### Task data:
>> start
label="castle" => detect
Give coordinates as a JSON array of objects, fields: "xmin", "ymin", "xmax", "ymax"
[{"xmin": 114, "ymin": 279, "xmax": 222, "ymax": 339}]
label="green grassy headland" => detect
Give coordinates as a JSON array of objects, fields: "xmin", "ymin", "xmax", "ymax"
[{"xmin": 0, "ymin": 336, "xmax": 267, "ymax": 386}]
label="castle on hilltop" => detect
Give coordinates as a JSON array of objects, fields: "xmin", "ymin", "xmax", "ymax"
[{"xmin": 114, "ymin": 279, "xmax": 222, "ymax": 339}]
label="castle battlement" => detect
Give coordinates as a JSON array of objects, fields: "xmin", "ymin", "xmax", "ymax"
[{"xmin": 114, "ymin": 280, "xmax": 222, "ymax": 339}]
>> end
>> start
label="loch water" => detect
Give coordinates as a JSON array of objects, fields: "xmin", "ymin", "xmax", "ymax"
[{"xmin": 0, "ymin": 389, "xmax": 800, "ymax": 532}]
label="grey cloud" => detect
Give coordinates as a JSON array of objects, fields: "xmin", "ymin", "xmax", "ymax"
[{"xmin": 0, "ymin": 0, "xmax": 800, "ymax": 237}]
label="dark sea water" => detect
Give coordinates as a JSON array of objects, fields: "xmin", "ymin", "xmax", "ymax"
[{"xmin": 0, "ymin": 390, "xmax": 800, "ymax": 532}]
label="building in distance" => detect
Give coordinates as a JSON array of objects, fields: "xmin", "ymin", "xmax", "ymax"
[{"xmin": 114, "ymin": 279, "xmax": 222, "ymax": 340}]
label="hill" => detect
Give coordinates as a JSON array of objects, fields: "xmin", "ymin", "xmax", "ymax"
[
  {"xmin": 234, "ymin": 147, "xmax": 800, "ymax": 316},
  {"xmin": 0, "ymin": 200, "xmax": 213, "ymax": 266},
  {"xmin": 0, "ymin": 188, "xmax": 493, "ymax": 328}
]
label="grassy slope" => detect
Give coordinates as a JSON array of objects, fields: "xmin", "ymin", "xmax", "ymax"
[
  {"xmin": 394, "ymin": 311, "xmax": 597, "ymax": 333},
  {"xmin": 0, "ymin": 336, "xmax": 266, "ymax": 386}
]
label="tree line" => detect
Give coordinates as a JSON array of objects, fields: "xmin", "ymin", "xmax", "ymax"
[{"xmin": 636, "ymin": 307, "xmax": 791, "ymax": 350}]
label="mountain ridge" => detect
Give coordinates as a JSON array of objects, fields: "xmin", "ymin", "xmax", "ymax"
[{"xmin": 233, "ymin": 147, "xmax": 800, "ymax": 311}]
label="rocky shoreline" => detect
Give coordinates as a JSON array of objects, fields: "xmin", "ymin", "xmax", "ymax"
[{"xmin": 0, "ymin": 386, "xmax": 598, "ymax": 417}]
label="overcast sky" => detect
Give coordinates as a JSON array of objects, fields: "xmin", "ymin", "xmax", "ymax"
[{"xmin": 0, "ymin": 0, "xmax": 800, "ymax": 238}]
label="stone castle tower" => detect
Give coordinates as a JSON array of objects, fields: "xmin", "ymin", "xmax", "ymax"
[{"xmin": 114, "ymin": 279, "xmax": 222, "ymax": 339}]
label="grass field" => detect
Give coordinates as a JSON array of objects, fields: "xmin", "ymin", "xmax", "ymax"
>> end
### Work to complete:
Report every line above that contains the word "castle", copying each such line in full.

### Correct result:
label="castle" => detect
label="castle on hilltop" => detect
label="castle battlement" => detect
label="stone castle tower" => detect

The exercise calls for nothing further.